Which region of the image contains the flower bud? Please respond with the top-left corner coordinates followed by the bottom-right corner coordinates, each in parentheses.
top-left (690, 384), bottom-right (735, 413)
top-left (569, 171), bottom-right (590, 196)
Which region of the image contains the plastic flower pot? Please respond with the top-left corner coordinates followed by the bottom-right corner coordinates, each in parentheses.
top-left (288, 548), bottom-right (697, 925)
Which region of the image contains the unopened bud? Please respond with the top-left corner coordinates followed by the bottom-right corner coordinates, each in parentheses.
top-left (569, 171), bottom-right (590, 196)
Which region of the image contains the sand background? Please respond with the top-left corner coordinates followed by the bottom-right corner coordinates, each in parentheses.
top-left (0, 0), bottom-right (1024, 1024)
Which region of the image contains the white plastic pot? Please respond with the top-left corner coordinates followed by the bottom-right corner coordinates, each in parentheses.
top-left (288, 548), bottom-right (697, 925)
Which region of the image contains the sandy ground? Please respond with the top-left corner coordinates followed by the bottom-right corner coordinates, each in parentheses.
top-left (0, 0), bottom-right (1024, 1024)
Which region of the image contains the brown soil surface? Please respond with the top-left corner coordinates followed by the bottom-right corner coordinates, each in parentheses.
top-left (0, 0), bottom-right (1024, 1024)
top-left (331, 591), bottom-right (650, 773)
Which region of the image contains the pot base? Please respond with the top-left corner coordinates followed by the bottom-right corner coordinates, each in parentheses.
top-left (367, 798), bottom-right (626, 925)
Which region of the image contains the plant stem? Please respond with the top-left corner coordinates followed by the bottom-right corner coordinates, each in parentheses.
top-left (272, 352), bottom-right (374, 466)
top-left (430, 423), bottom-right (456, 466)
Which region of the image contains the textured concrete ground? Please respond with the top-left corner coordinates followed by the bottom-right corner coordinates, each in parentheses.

> [PROBLEM DETAILS]
Reproduce all of the records above, swapping every occurrence of "top-left corner coordinates" for "upper-left corner coordinates" and leaving all other wording unchanged.

> [TASK OUTPUT]
Which region of the image contains the flower bud? Please respond with the upper-left corner coordinates followed by the bottom-right corner coordinates, each in parentheses.
top-left (690, 384), bottom-right (735, 413)
top-left (569, 171), bottom-right (590, 196)
Which region of the image contains the plastic flower pot? Please respond with the upper-left corner coordinates followed by the bottom-right corner coordinates, each in parentheses.
top-left (288, 548), bottom-right (697, 925)
Which region of the image contains the unopened bud? Please respond with the upper-left corner coordinates followed by the bottom-right corner coordinates, each in parentheses.
top-left (569, 171), bottom-right (590, 196)
Which region of the image contains the sand background? Please respond with the upper-left corner coordinates followed by the bottom-right corner coordinates, each in parentheses.
top-left (0, 0), bottom-right (1024, 1024)
Which region of the image contains the white plastic pot? Please respond with the upper-left corner coordinates followed by the bottom-right corner coordinates, each in parentheses.
top-left (288, 548), bottom-right (697, 925)
Which region of the image contains the sandy ground? Please respond with the upper-left corner coordinates followed by the bottom-right corner coordinates, each in parentheses.
top-left (0, 0), bottom-right (1024, 1024)
Which region of the image contains the brown soil surface? Please respond with the upper-left corner coordinates followed by the bottom-right corner coordinates, each in parentheses.
top-left (0, 0), bottom-right (1024, 1024)
top-left (331, 591), bottom-right (650, 773)
Which region of the image contains the pot base? Please respond with the upper-left corner coordinates followed by the bottom-right corner coordinates, each in parentheses.
top-left (367, 798), bottom-right (626, 925)
Which region of the image contains the plant stem? Please respond with the upper-left corner coordinates followed by the bottom-right corner coordinates, each in parentheses.
top-left (272, 352), bottom-right (374, 466)
top-left (430, 423), bottom-right (456, 466)
Which region of the image contains the textured concrete ground? Please respond with the upper-left corner coordinates followed by the bottom-right corner coordinates, each in parentheses.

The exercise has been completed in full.